# Provided text:
────

Contrast Curves#

Applefy provides two methods for calculating detection limits: Analytical Contrast Curves and Contrast Grids.

This tutorial focuses on analytical contrast curves as described in Appendix A of (Bonse et al. 2023). Analytical contrast curves are less computationally demanding than contrast grids, but they do require a linear post-processing algorithm (like PCA).

For more examples see also Figure 9 and Figure 13.

Imports#

[1]:

from pathlib import Path

import numpy as np
import matplotlib.pyplot as plt
import seaborn as sns
from scipy import interpolate

from applefy.detections.contrast import Contrast

from applefy.utils.photometry import AperturePhotometryMode
from applefy.statistics import TTest, gaussian_sigma_2_fpf, \
    fpf_2_gaussian_sigma, LaplaceBootstrapTest

from applefy.utils.file_handling import load_adi_data
from applefy.utils import flux_ratio2mag, mag2flux_ratio

Mathematical Background#

Let $f_p$ be the flux of a potential planet and $f_*$ be the flux of its host star. We want to find the contrast

$c = f_p / f_*$

for which we can still detect the planet. The key challenge for contrast calculations in high contrast imaging is that the flux of the planet in our residual image, i.e. after data post-processing, is not $f_p$. Consider the following example of a residual.

[2]:

from IPython import display
display.Image("../04_apples_with_apples/paper_experiments/01_01_observation.png")

[2]:

../_images/02_user_documentation_01_contrast_curves_8_0.png

The values of $\overline{X}_1, ..., \overline{X}_n$ are our noise observations and $\overline{Y}_1$ is the signal of the potential planet. We use a two sample t-test as our detection criterion and calculate $T_{\text{obs}}$:

\begin{equation} \label{eq:snr} T_{\text{obs}} = \frac{\overline{Y}_1 - \hat{\mu}_\mathcal{X}}{\hat{\sigma}_{\mathcal{X}} \sqrt{1 + 1/n}} \end{equation}

The mean estimates of the noise sample is denoted as $\hat{\mu}_{\mathcal{X}}$, while $\hat{\sigma}_{\mathcal{X}}$ is the Bessel corrected standard deviation of $\overline{X}_1, ..., \overline{X}_n$. Using the t-distribution we get the p-value of the test which gives us the remaining risk that our detection is just noise (about 2.4% in the given example).

────

# Task:
Please answer from the contrast curves tutorial: what kind of post-processing algorithm do analytical contrast curves require?

────

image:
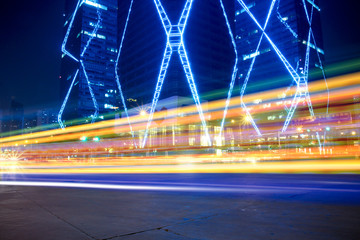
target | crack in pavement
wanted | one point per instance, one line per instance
(52, 213)
(164, 228)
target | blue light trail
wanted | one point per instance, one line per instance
(175, 42)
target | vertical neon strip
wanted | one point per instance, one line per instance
(175, 42)
(93, 34)
(63, 48)
(65, 101)
(117, 77)
(235, 69)
(242, 92)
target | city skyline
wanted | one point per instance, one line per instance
(42, 83)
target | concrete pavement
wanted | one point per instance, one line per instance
(68, 213)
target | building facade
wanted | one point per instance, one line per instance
(92, 40)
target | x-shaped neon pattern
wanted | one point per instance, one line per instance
(300, 80)
(175, 43)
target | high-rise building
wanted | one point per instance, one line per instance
(288, 29)
(89, 53)
(280, 47)
(207, 44)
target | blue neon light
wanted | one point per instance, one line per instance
(235, 69)
(242, 92)
(117, 77)
(63, 49)
(175, 42)
(300, 80)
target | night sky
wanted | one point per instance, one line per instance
(32, 33)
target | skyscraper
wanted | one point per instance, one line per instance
(280, 46)
(206, 40)
(88, 60)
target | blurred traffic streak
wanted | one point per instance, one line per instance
(326, 143)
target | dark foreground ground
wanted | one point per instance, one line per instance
(186, 206)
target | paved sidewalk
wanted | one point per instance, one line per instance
(66, 214)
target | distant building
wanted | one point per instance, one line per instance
(207, 43)
(288, 29)
(16, 116)
(98, 58)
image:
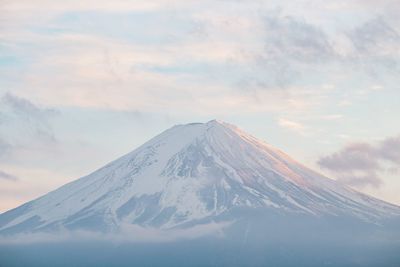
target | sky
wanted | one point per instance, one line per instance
(84, 82)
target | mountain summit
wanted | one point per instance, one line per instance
(193, 174)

────

# Result of this exercise:
A linear post-processing algorithm, such as PCA.